Bright Lights Film Journal

Distribute This! Privilege (Peter Watkins, 1967, Great Britain)

Watkins’ savaging of commodified culture remains disturbingly relevant

After retailing Scotland’s Jacobite rebellion of 1746 to almost universal acclaim in Culloden (1964) and, in less than a year, establishing an undeserved reputation in the press as an irresponsible left-bent crackpot with 47 still-horrifying minutes of The War Game, Peter Watkins could look back in anger at the fastest, sharpest rise and fall the British film industry – or any film industry – had ever witnessed.

For a film director, the fallout was poisonous. The War Game might have received an Academy Award here in the U.S. (a species of institutional insult all its own), but in Great Britain, Watkins’ meticulously detailed, despairing vision of a fictional nuclear war and its hopeless aftermath was officially banned by the BBC (a ban that took a quarter century to be lifted) after the Home Office reportedly advised against its transmission in what must have been a blood-freezing series of veiled threats. Not only did the Board of Governors at the BBC then refuse to permit the film’s broadcast in other countries – restricting it to clandestine, 16mm reduction-print screenings on the Nuclear Disarmament circuit – but Watkins himself was brutishly pilloried by newspapers on both the Left and the Right for his supposed recklessness in making a film that representatives of the BBC kept telling everyone off-the-record would result in headline-grabbing horrors such as chronic depression and even mass-suicide. Watkins resigned in protest from the BBC’s Documentary Programming division, loudly and forcefully accusing those spineless Orangutans at Shepherd’s Bush of caving in to government pressure. But the intensity of his protest did nothing to aid his cause. The way the press covered it it just made him look like a crank.

** Prompt A **
Quote the film review word for word, starting with "Bright Lights Film" and going on through "had ever witnessed.".

** Excerpted records **
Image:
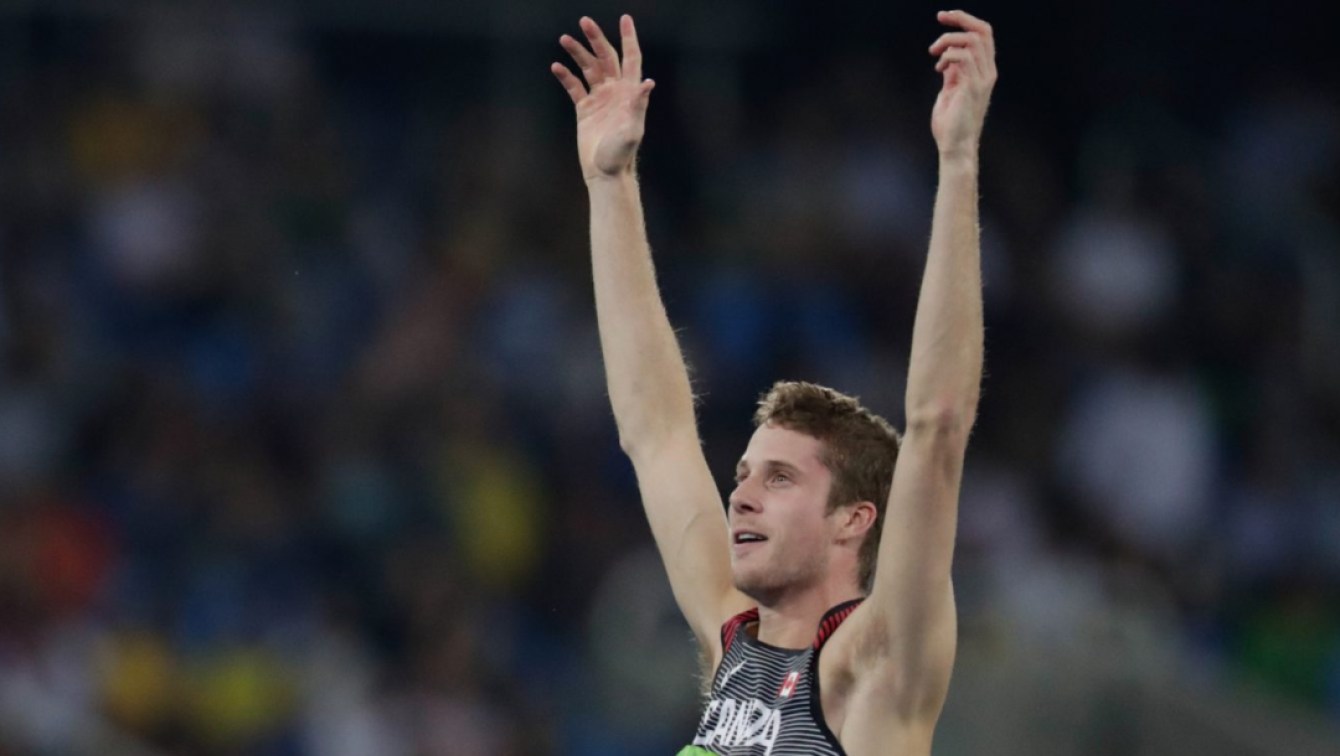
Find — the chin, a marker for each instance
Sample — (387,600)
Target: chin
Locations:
(755,586)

** Prompt B **
Rewrite all of the records with "chin" changed to "nose" and everything else kept the same. Leave the pictures out of your answer.

** Full answer A **
Bright Lights Film Journal

Distribute This! Privilege (Peter Watkins, 1967, Great Britain)

Watkins’ savaging of commodified culture remains disturbingly relevant

After retailing Scotland’s Jacobite rebellion of 1746 to almost universal acclaim in Culloden (1964) and, in less than a year, establishing an undeserved reputation in the press as an irresponsible left-bent crackpot with 47 still-horrifying minutes of The War Game, Peter Watkins could look back in anger at the fastest, sharpest rise and fall the British film industry – or any film industry – had ever witnessed.

** Full answer B **
Image:
Find — the nose, a marker for each instance
Sample — (387,600)
Target: nose
Locations:
(755,586)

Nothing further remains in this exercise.